**What the exercise asks:** Report each line of the material that contains the word "background", copying every such line in full. Case counts.

**Extracted records:**
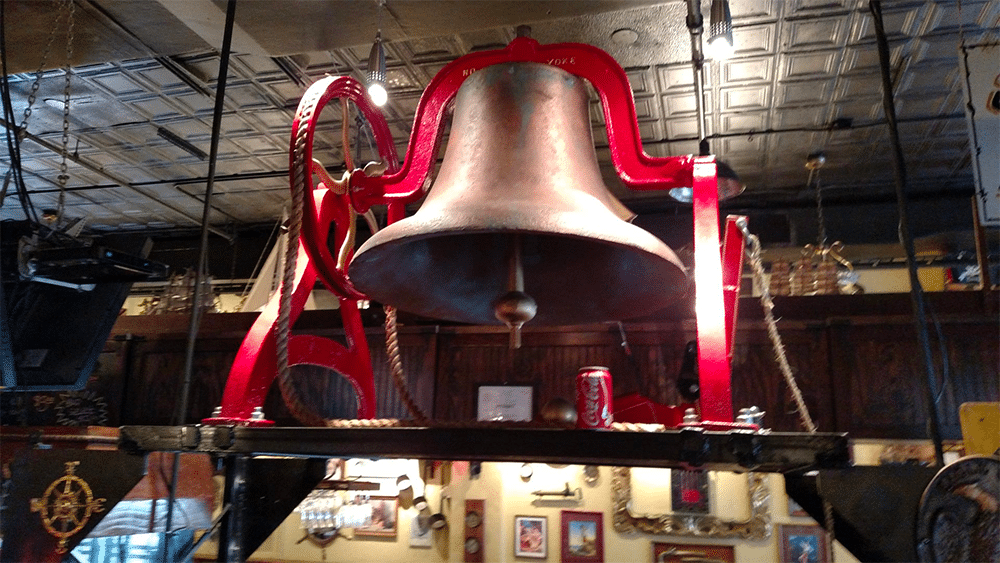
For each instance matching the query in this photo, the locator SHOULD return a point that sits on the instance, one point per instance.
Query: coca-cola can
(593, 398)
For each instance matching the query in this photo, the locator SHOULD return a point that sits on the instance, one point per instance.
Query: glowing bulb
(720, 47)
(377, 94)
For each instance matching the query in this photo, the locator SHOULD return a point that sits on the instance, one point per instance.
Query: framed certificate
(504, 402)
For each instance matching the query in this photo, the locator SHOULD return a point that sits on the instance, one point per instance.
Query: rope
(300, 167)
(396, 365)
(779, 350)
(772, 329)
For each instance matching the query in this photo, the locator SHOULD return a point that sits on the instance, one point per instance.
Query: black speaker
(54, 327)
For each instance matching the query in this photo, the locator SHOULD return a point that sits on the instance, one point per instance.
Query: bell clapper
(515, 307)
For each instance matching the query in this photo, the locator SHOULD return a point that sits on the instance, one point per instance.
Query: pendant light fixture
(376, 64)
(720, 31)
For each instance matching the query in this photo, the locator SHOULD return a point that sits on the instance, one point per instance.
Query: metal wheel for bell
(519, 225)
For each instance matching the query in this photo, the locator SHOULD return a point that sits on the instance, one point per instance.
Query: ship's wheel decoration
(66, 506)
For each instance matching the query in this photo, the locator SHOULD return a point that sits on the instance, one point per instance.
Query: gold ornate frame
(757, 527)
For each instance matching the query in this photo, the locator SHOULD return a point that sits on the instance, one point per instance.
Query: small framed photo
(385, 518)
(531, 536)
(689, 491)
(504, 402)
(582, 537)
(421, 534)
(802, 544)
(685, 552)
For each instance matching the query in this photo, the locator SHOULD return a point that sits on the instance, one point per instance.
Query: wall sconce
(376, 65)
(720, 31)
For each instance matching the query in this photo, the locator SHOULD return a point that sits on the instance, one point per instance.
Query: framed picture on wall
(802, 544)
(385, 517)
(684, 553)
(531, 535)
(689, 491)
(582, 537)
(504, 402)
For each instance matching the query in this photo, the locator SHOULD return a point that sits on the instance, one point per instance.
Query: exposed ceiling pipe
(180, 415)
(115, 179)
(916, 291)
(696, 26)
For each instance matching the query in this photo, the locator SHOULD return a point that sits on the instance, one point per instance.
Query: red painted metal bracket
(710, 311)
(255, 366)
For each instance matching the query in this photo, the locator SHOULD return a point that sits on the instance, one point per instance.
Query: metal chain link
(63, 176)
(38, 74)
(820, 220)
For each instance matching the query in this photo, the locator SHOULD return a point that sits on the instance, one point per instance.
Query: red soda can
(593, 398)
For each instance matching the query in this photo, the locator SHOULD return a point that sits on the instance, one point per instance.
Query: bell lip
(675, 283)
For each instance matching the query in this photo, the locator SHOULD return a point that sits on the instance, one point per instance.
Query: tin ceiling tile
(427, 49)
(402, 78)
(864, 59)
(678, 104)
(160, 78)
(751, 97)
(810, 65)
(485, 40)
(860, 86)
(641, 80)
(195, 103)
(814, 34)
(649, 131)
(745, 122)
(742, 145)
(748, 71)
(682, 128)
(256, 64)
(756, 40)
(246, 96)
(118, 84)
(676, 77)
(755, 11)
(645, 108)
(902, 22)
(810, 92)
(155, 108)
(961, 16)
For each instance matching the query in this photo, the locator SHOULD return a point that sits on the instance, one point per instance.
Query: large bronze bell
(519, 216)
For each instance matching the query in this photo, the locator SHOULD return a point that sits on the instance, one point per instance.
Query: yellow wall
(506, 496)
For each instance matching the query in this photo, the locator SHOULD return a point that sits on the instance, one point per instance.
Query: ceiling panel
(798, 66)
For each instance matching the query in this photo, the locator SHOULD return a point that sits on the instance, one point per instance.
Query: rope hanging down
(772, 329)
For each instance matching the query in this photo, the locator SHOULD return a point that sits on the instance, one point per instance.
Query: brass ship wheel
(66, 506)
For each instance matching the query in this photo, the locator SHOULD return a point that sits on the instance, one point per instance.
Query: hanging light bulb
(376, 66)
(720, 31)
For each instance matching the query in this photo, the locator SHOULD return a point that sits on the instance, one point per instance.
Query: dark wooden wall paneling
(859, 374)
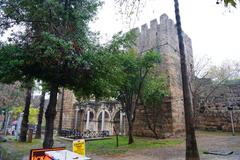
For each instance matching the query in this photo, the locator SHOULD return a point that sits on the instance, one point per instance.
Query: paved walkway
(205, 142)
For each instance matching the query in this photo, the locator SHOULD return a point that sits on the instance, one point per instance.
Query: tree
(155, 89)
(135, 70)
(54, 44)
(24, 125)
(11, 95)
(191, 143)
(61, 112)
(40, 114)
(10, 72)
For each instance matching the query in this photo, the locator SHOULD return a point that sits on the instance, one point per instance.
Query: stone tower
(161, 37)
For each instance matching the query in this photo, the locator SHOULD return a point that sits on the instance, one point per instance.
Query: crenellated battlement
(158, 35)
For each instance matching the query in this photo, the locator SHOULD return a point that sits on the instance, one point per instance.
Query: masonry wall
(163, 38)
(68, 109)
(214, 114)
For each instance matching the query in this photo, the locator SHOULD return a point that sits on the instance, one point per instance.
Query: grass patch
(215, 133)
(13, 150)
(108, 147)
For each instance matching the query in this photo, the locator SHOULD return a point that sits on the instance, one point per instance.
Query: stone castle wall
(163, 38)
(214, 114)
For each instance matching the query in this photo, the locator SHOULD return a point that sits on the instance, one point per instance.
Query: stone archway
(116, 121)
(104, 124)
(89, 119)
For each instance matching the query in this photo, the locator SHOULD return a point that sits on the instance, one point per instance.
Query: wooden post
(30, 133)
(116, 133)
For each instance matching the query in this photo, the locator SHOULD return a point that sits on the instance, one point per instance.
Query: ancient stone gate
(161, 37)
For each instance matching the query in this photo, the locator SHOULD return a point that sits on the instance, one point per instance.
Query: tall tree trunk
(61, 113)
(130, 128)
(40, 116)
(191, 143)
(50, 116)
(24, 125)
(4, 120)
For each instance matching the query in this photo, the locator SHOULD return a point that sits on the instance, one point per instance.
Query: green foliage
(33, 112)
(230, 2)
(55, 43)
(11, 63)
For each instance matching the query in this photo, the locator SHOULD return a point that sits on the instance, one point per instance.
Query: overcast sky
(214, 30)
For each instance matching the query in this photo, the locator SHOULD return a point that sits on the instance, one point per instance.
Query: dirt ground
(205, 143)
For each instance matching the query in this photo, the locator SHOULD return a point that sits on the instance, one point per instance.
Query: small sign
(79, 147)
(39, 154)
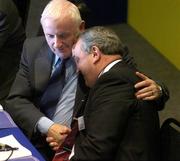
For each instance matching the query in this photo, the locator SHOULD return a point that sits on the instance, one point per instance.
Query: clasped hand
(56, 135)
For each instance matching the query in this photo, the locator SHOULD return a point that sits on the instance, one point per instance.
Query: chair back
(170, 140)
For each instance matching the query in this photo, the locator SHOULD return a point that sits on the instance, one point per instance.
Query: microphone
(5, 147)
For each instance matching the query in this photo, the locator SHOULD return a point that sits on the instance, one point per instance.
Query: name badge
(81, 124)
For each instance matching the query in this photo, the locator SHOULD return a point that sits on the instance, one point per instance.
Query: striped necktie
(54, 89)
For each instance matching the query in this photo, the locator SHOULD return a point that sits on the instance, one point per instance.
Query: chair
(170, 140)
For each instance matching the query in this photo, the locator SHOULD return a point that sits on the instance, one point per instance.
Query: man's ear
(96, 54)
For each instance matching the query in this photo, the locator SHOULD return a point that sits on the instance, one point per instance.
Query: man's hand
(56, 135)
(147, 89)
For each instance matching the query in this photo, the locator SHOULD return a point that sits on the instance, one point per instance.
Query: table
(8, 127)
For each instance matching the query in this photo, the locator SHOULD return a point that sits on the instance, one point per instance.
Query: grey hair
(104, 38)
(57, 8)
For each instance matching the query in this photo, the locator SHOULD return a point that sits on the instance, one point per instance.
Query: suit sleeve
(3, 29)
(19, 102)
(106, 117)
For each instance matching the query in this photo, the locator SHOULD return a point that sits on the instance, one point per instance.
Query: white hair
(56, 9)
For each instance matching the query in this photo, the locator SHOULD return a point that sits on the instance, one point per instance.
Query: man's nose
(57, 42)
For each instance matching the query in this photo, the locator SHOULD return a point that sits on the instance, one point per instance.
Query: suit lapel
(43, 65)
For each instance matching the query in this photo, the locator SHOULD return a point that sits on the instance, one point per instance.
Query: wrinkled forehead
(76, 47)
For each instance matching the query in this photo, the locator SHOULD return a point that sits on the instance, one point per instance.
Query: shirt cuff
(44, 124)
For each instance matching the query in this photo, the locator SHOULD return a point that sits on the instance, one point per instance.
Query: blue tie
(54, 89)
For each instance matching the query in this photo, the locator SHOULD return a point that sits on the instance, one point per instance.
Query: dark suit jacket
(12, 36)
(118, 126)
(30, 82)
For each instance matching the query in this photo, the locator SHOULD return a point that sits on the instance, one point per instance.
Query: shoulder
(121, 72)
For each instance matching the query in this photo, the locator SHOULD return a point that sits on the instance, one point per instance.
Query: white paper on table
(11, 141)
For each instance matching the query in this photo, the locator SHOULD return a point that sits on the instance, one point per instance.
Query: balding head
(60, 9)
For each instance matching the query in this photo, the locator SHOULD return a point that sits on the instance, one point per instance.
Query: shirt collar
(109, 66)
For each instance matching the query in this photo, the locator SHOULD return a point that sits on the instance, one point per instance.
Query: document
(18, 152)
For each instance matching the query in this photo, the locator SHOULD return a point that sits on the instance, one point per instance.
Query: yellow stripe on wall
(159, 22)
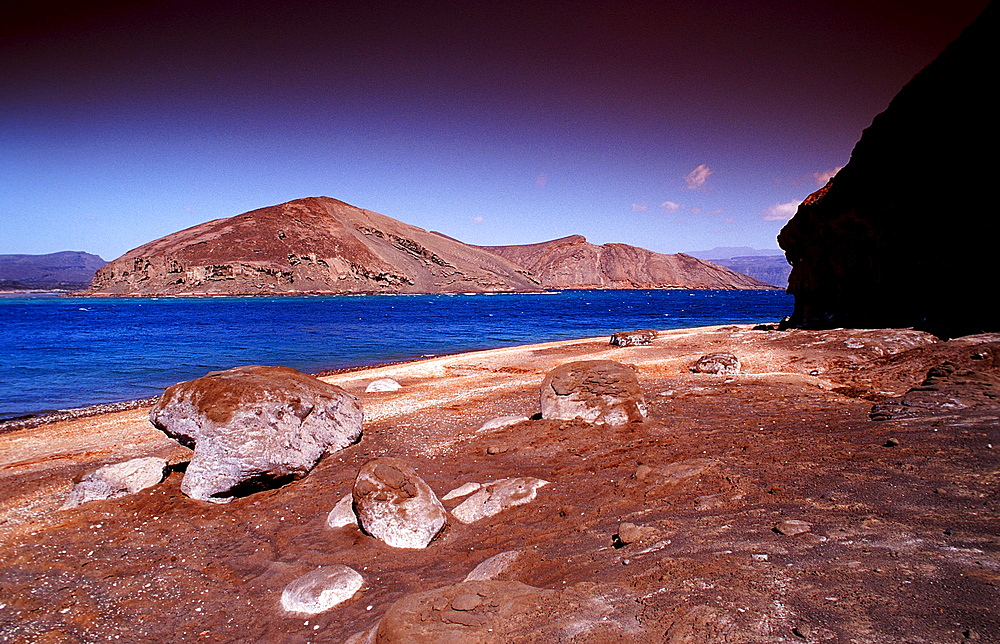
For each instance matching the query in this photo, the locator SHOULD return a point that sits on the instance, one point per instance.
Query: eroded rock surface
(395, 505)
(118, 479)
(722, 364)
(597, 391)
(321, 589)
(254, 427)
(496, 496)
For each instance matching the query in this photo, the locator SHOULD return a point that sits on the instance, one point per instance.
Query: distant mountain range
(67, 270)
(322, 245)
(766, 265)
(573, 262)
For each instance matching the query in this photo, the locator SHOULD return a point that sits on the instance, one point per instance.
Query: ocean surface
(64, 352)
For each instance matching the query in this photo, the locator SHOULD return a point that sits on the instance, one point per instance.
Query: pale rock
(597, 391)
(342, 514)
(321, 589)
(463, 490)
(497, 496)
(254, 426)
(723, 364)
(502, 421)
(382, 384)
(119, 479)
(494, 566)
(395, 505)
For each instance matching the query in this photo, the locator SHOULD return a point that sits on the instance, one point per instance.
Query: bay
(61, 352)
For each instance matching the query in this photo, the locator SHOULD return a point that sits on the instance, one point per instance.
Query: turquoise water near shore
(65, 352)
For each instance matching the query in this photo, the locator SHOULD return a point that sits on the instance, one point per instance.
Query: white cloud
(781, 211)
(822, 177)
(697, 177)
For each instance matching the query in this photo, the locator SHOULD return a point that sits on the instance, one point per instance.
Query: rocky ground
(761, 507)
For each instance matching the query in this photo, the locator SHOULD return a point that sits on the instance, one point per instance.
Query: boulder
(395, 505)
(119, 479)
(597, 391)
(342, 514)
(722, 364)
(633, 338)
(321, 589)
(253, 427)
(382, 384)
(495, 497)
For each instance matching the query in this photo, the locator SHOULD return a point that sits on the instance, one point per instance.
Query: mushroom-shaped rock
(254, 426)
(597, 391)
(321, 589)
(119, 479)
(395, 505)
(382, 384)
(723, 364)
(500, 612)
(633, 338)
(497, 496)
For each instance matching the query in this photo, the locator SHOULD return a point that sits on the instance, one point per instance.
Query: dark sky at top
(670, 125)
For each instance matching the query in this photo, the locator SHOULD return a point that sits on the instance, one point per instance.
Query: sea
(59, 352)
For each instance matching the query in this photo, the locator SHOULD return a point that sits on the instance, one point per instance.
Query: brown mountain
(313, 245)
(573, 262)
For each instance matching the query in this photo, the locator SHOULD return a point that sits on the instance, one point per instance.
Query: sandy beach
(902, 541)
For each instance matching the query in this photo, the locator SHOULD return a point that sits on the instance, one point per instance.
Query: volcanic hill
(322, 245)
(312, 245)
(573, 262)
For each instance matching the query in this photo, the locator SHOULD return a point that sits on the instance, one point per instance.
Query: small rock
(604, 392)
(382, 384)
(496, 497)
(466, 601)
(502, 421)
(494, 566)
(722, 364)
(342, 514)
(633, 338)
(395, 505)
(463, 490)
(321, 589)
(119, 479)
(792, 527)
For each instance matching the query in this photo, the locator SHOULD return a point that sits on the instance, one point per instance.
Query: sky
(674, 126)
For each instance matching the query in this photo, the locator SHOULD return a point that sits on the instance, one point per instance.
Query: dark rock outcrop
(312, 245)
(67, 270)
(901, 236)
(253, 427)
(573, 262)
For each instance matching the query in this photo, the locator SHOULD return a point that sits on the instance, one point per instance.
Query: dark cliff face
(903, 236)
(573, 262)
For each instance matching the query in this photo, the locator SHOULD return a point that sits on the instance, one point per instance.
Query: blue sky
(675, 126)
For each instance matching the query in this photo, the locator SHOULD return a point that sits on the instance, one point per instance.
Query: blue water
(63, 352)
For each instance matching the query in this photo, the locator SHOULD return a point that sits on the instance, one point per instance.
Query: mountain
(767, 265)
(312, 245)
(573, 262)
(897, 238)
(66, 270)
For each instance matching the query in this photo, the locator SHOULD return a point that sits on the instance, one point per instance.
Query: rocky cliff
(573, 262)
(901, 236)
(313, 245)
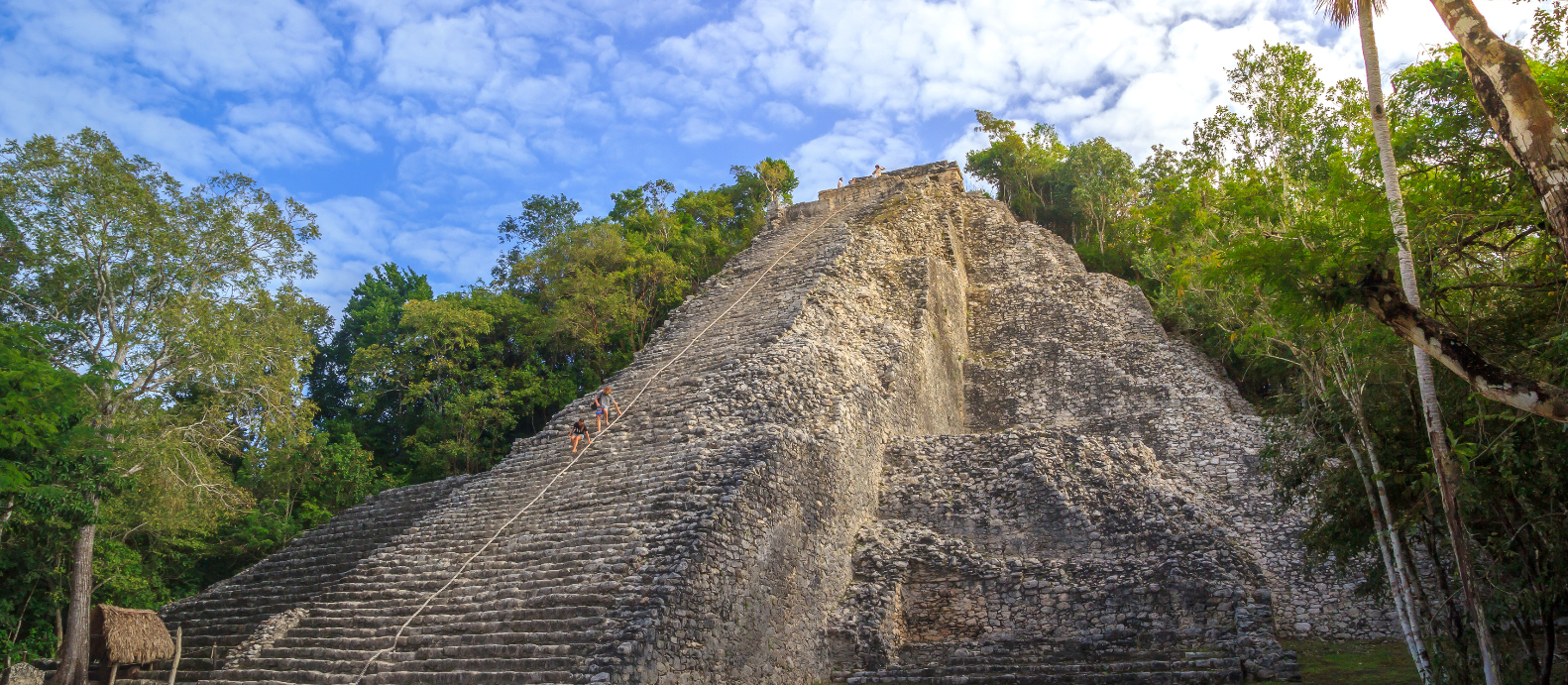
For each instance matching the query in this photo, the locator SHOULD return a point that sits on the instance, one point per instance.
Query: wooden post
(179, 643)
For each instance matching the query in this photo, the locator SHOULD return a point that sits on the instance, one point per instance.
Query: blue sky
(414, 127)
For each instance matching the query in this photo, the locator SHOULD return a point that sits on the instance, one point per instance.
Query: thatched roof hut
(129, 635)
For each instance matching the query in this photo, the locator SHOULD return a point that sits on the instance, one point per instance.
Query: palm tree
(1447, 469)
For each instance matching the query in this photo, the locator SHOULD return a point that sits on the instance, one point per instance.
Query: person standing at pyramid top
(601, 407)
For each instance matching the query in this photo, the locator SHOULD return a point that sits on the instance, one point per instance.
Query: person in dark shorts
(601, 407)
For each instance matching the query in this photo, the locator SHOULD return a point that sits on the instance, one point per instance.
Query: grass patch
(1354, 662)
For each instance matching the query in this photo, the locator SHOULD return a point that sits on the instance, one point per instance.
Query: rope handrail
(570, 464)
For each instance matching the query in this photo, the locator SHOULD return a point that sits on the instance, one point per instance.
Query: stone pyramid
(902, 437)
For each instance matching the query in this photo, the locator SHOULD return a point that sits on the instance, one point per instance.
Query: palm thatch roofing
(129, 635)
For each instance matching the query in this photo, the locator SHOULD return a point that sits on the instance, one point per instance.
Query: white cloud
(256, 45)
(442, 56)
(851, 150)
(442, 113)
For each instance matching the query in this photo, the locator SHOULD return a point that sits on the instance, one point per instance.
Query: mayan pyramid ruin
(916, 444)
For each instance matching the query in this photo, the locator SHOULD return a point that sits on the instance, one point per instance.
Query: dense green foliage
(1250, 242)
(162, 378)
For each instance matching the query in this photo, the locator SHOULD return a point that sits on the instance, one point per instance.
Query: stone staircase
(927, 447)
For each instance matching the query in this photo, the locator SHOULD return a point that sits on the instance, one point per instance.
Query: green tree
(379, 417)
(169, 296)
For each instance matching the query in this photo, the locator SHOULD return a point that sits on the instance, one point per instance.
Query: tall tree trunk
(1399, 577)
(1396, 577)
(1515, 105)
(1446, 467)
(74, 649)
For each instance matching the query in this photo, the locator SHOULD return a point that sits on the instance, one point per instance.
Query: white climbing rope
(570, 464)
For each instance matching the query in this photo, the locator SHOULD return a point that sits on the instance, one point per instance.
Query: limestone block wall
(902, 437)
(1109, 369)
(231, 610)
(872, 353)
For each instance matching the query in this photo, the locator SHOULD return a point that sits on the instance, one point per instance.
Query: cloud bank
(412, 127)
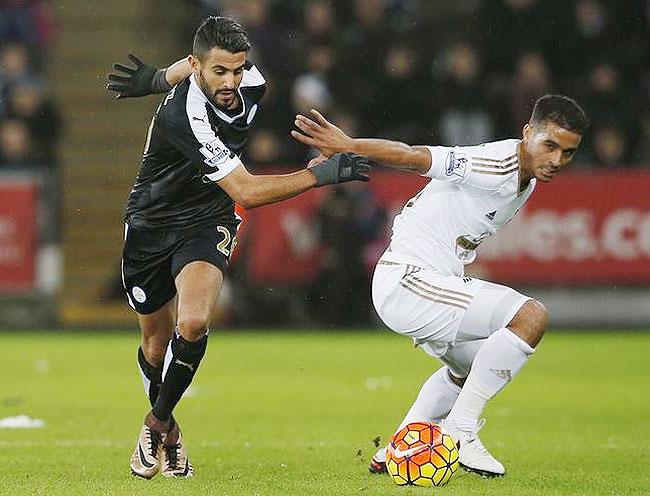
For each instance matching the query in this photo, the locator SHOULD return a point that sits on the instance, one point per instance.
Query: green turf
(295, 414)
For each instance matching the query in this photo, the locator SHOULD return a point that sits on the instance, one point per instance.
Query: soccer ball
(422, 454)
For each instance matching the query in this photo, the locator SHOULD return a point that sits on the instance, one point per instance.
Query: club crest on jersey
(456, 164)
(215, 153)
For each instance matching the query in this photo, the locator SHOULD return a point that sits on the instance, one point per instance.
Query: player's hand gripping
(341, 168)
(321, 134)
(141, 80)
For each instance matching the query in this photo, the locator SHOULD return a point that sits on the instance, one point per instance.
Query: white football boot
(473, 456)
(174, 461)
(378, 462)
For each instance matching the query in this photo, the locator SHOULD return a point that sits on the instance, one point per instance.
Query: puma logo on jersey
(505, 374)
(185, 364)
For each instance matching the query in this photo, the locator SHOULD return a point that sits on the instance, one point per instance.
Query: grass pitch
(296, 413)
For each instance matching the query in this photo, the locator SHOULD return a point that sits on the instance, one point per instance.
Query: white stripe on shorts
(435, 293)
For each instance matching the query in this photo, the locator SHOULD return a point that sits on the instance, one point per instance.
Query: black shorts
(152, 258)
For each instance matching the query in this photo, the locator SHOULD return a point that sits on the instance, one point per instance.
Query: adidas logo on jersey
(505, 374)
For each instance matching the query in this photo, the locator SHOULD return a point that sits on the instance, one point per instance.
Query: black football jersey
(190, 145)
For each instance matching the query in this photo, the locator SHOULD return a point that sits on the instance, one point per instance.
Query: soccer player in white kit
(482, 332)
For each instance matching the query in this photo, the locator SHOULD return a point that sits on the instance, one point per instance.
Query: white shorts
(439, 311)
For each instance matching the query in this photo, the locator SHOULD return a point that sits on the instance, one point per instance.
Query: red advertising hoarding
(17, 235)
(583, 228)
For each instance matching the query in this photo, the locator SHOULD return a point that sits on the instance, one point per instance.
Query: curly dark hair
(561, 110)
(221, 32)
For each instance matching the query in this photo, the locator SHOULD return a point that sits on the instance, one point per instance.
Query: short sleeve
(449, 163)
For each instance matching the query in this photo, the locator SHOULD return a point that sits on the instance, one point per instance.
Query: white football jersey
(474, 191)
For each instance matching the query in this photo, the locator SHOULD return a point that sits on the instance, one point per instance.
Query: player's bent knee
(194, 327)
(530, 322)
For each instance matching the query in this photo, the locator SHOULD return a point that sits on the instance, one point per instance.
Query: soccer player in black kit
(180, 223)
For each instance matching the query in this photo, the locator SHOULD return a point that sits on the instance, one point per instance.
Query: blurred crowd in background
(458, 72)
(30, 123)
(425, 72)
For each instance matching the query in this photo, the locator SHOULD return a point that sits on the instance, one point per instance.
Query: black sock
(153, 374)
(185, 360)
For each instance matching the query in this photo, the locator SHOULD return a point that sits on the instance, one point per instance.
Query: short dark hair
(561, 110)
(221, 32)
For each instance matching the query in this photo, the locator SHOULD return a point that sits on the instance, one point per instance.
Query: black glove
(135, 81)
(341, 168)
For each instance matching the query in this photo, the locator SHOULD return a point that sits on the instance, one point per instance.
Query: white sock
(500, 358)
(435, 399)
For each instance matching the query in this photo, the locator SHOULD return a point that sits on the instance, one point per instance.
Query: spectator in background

**Solution:**
Query: blurred crowd in background
Query: spectator in background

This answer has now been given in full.